(EXERCISE PASSAGE Opens)

By the 19th century, the site of Tyndaris was wholly deserted, but the name was retained by a church, which crowned the most elevated point of the hill on which the city formerly stood, and was still called the Madonna di Tindaro. It is c. 180 m above the sea-level, and forms a conspicuous landmark to sailors. Considerable ruins of the ancient city, are also visible. It occupied the whole plateau or summit of the hill, and the remains of the ancient walls may be traced, at intervals, all round the brow of the cliffs, except in one part, facing the sea, where the cliff is now quite precipitous. It is not improbable that it is here that a part of the cliff fell in, in the manner recorded by Pliny Two gates of the city are also still distinctly to be traced.

(EXERCISE PASSAGE Closes)
(SOURCE DATA Opens)

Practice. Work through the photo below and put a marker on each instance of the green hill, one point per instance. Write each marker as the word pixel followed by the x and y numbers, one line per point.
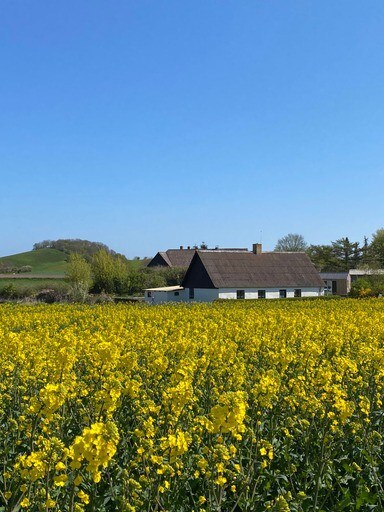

(SOURCE DATA Closes)

» **YOUR TASKS**:
1 – Answer these questions from the passage on Tyndaris:
(a) What was the church on the hill still called?
(b) In what part of the hill can the remains of the ancient walls not be traced?
(c) How many of the city's gates can still be distinctly traced?
2 – Proceed with the passage on Tyndaris, picking up right after its final sentence.

» **ANSWERS PROVIDED**:
1 –
(a) The Madonna di Tindaro.
(b) In one part facing the sea, where the cliff is now quite precipitous.
(c) Two.

2 –
The chief monuments, of which the ruins are still extant within the circuit of the walls, are:
- the theatre, of which the remains are in imperfect condition, but sufficient to show that it was not of large size, and apparently of Roman construction, or at least, like that of Tauromenium, rebuilt in Roman times upon the Greek foundations
- a propylaeum with two handsome stone arches (previously called a Gymnasium)
- several other edifices of Roman times, but of wholly uncertain character, a mosaic pavement and some Roman tombs.
Numerous inscriptions, fragments of sculpture, and architectural decorations, as well as coins, vases etc. have also been discovered on the site.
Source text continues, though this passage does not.